- TASK DATA -
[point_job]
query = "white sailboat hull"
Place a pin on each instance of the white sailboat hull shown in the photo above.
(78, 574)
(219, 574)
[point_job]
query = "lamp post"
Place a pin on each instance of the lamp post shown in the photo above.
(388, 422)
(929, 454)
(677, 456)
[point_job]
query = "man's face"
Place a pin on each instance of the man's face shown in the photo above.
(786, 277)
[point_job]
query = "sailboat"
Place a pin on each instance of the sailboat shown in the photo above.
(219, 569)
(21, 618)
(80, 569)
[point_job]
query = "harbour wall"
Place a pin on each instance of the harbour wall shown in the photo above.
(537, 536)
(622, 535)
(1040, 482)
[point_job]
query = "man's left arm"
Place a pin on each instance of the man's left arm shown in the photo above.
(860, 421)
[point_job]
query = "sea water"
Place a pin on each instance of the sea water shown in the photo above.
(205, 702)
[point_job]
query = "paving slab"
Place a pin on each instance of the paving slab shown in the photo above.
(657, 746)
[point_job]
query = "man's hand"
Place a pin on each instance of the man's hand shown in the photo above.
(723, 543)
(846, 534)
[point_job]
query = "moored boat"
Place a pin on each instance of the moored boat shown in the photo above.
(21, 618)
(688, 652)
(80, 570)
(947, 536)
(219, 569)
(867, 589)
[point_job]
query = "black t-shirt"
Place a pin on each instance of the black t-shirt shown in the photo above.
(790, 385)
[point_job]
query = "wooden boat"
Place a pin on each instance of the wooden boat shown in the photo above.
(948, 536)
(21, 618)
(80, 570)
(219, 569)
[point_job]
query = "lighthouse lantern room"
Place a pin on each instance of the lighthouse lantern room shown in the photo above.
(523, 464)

- YOUR TASK -
Rewrite all of the records above as a numbered list, leaving out any blank lines.

- SOLUTION BELOW -
1. [point_job]
2. query = "white sailboat hull"
3. Place a pin on each instance of the white sailboat hull shown in the photo above.
4. (78, 574)
5. (219, 574)
6. [point_job]
7. query = "lamp post"
8. Place a pin on each instance of the lamp post shown in the photo above.
9. (388, 422)
10. (929, 454)
11. (677, 456)
12. [point_job]
13. query = "man's face"
14. Place a pin on each instance of the man's face shown in the photo above.
15. (786, 277)
16. [point_job]
17. query = "sailboat"
18. Place a pin on each instance of the sailboat shown in the photo above.
19. (219, 569)
20. (21, 618)
21. (80, 569)
22. [point_job]
23. query = "harbour wall"
24. Place a pin on each instance of the harbour wall shown in the photo above.
25. (537, 536)
26. (622, 535)
27. (1040, 482)
28. [point_job]
29. query = "man's left arm"
30. Place a pin on each instance of the man's left arm shown in the photo above.
31. (860, 421)
32. [point_job]
33. query = "sea water"
34. Place a pin on each instance of the sea water shown in the photo above.
35. (205, 702)
36. [point_job]
37. query = "paving slab"
38. Place a pin on each instance of the paving slab shown in the photo above.
39. (657, 746)
40. [point_job]
41. query = "man's hand"
42. Place a pin on each instance of the man's hand shown in the photo above.
43. (723, 543)
44. (846, 534)
45. [point_job]
46. query = "moored boat"
47. Place a pin on each instance of the moored boat shown in the photo above.
48. (21, 618)
49. (688, 652)
50. (80, 570)
51. (947, 536)
52. (219, 569)
53. (867, 589)
54. [point_job]
55. query = "black t-shirt"
56. Place a pin on each instance of the black t-shirt shown in the photo above.
57. (790, 385)
58. [point_job]
59. query = "wooden boat"
60. Place a pin on each instance of the wooden boat shown in the photo above.
61. (948, 536)
62. (21, 618)
63. (80, 570)
64. (219, 569)
65. [point_job]
66. query = "lighthouse lantern room"
67. Place a pin on each instance of the lighthouse lantern room shown in the photo above.
68. (523, 464)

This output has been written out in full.